(EXTRACTED DATA)

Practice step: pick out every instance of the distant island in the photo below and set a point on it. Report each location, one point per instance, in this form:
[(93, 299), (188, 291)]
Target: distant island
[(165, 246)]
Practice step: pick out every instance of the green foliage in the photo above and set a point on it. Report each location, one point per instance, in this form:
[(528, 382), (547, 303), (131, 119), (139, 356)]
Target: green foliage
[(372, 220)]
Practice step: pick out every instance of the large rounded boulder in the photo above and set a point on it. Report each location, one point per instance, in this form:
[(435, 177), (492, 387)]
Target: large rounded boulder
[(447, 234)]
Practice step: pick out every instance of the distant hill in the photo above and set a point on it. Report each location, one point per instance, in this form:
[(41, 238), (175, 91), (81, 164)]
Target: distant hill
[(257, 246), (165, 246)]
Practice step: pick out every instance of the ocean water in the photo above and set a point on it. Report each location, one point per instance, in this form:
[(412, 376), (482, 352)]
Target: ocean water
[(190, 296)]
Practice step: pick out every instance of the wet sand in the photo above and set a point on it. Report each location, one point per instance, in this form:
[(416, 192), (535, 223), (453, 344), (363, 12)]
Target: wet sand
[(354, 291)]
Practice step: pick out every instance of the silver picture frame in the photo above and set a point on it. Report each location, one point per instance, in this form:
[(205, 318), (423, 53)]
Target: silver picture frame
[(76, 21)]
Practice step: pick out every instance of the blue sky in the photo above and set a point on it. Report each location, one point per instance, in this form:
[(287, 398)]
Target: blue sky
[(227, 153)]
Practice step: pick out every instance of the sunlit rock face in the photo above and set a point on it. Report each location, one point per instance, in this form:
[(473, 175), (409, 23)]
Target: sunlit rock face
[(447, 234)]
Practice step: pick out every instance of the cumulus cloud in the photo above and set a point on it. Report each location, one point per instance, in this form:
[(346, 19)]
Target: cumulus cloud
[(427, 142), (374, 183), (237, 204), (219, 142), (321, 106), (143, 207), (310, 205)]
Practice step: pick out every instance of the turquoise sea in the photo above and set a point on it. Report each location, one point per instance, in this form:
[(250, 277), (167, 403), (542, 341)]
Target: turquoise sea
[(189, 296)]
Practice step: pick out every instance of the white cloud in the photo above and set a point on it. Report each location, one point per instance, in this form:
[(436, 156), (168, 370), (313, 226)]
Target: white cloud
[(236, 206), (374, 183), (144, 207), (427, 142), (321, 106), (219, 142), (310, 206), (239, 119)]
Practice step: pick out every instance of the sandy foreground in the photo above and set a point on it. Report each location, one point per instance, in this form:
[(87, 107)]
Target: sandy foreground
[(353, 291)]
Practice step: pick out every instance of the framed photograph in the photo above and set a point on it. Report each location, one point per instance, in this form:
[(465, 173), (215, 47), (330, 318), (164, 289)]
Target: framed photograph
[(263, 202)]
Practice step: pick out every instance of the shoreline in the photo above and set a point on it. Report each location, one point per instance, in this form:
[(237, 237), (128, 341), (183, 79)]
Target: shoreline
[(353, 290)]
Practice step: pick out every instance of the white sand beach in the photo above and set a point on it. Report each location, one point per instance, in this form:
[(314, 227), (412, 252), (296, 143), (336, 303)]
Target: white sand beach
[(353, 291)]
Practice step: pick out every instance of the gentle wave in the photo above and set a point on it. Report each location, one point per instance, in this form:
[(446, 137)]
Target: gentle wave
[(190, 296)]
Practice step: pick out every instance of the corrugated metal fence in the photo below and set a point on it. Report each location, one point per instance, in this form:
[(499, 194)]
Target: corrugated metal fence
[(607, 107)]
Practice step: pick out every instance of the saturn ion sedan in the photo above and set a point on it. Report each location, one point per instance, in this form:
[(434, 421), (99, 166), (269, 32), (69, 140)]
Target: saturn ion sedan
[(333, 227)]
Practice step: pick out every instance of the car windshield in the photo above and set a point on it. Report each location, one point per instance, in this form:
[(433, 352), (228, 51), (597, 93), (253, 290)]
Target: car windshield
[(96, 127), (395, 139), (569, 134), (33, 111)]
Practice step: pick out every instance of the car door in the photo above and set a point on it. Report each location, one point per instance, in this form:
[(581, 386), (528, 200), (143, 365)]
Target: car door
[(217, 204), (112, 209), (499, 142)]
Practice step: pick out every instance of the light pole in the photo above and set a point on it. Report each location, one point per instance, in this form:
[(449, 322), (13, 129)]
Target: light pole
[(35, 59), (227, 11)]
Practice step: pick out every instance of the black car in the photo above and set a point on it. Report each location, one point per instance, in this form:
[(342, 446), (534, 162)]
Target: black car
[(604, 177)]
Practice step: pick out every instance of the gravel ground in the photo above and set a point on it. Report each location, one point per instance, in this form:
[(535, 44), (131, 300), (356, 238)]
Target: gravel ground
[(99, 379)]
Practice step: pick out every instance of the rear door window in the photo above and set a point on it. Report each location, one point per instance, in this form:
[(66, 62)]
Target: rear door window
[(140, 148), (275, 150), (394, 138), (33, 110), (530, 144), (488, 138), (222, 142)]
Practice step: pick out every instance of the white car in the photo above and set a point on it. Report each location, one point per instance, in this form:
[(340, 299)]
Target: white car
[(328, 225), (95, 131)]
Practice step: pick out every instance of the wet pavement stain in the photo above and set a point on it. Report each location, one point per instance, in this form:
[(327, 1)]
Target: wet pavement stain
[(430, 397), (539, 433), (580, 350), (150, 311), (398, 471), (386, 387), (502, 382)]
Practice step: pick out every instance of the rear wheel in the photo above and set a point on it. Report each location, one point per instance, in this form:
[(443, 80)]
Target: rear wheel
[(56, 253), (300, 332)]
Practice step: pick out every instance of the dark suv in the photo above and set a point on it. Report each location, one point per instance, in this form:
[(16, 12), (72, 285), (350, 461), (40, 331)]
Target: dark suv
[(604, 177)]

(End EXTRACTED DATA)

- _WORK TO COMPLETE_: Write the material out again in its entirety, exactly as shown.

- _ANSWER SPACE_:
Practice step: pick out every instance of the distant island in the photo below and set a point on it. Report each location, one point per instance, in this form:
[(93, 299), (188, 291)]
Target: distant island
[(165, 246)]
Practice step: pick out every instance of the green foliage in the photo above and set a point on it. Report each location, one point per instance, in this form:
[(528, 382), (547, 303), (131, 119), (139, 356)]
Target: green foliage
[(372, 220)]
Practice step: pick out every instance of the large rounded boulder in the photo above and set a point on it. Report each location, one point per instance, in this form:
[(435, 177), (492, 387)]
Target: large rounded boulder
[(447, 234)]
Practice step: pick out every instance of the distant hill in the photo above and set a point on it. Report each location, one point per instance, in this form:
[(41, 238), (175, 91), (81, 164)]
Target: distant hill
[(257, 246), (165, 246)]
Practice step: pick out every instance of the ocean water in the photo above and set a point on it. Report each location, one point per instance, in this form:
[(412, 376), (482, 352)]
Target: ocean water
[(190, 296)]
Practice step: pick out every instance of the wet sand in the photo above and set a point on it. Report each location, one point per instance, in this form:
[(416, 192), (535, 223), (453, 344), (363, 12)]
Target: wet sand
[(354, 291)]
Practice step: pick out every instance of the silver picture frame in the photo above and set a point on it. Report each location, one point per instance, in this form:
[(205, 318), (423, 53)]
Target: silver picture frame
[(76, 21)]
Practice step: pick out every instance of the blue sky in the photo above and set a point on it. Report each location, one point per instance, in this form:
[(287, 398)]
Target: blue sky
[(227, 153)]
Practice step: pick out every instance of the sunlit rock face in the photo above and set a point on it. Report each location, one point per instance, in this form:
[(473, 175), (409, 23)]
Target: sunlit rock face
[(447, 234)]
Practice step: pick out every instance of the cumulus cloud in the photo above and set a point on it. Report each location, one point per instance, in this form:
[(346, 19)]
Target: cumulus cloud
[(427, 142), (374, 183), (237, 204), (219, 142), (321, 106), (143, 207), (310, 205)]
Practice step: pick out every instance of the turquoise sea in the photo above and set a point on it. Report each location, one point per instance, in this form:
[(250, 277), (167, 403), (542, 341)]
Target: turquoise sea
[(189, 296)]
Practice step: pick out every instance of the white cloud in the photo above and set a point on it. Report each location, one point per instance, in this form:
[(436, 156), (168, 370), (313, 226)]
Target: white cloud
[(236, 206), (374, 183), (144, 207), (427, 142), (321, 106), (219, 142), (310, 206), (239, 119)]
Practice step: pick out every instance of the sandy foreground in the photo above and set a point on it. Report each location, one point per instance, in this form:
[(87, 107)]
Target: sandy foreground
[(353, 291)]
Practice step: pick out every instance of the framed photograph in the photo above and set a point on it. Report each location, one point per instance, in this form:
[(465, 173), (215, 47), (330, 318), (164, 289)]
Target: framed photograph
[(263, 202)]
Practice step: pick out every instance of the shoreline in the photo above and set a point on it. Report each location, one point per instance, in this form:
[(237, 237), (128, 341), (183, 79)]
Target: shoreline
[(353, 290)]
Practice step: pick out every instance of the white sand beach in the photo above and set a point on it. Report each location, one point per instance, in this form:
[(314, 227), (412, 252), (296, 143), (336, 303)]
Target: white sand beach
[(353, 291)]
Practice step: pick out every instance of the gentle wave in the photo above and set a point on it. Report each location, one point per instance, in this form:
[(446, 137)]
Target: gentle wave
[(190, 296)]
Practice step: pick out every instance of the corrugated metal fence in the photo below and set a point on it. Report each location, one point per instance, in this form:
[(499, 194)]
Target: corrugated metal fence
[(607, 107)]
Practice step: pick out every instance of the saturn ion sedan in the photo above and set a point on it. Report each location, one point per instance, in this form:
[(434, 421), (99, 166), (269, 32), (69, 140)]
Target: saturn ion sedan
[(333, 227)]
Practice step: pick out every instance of the car windshield in the photo above and set a point on it. Report each location, one point per instance, in this form:
[(433, 352), (228, 51), (597, 93), (253, 290)]
Target: car windshield
[(96, 127), (395, 139), (569, 134), (33, 111)]
Practice step: pick out every instance of the car door in the photo above and set a point on it. Report each location, one point per instance, in this form:
[(581, 386), (528, 200), (143, 365)]
Target: car door
[(217, 204), (112, 209), (499, 142)]
Practice step: pick out every instance of the light pole in the photo above and set a point on it. Report each location, one point per instance, in this form:
[(449, 322), (13, 129)]
Target: light pole
[(35, 59), (227, 11)]
Practice step: pick out every instance of the black car in the photo above and set a point on it. Report each location, one point per instance, in this form:
[(342, 446), (534, 162)]
Target: black car
[(604, 177)]
Practice step: pick out every instance of the gravel ground in the photo above and set a point on it. Report each location, one point per instance, in this form:
[(535, 44), (131, 300), (356, 238)]
Target: gravel ground
[(99, 379)]
Practice step: pick out every instance of the rear door window in the photo above and set a point on it. Report each location, one point per instance, in this form:
[(66, 62)]
Target: rear door window
[(140, 148), (275, 150), (394, 138), (33, 110), (530, 144), (488, 138), (222, 142)]
Practice step: pick out every instance of the white car in the photo above and set a point on it. Report each location, one point per instance, in this form:
[(340, 299)]
Target: white car
[(328, 225), (95, 131)]
Practice step: pick out every instance of the wet pavement stain in the photo above and set a point on it. Report each location, one point per instance, in this form:
[(327, 1)]
Target: wet pavement stain
[(430, 397), (539, 433), (580, 350), (150, 311), (398, 471), (386, 387), (502, 382)]
Practice step: pick out every instance of the rear wheel in the photo above and set a point on it. Report each location, one point per instance, in this form:
[(443, 80)]
Target: rear wheel
[(56, 253), (300, 332)]
Practice step: pick out every instance of the dark suv in the photo above and set a point on it. Report each location, one point per instance, in this form:
[(16, 12), (72, 285), (350, 461), (40, 331)]
Target: dark suv
[(604, 177)]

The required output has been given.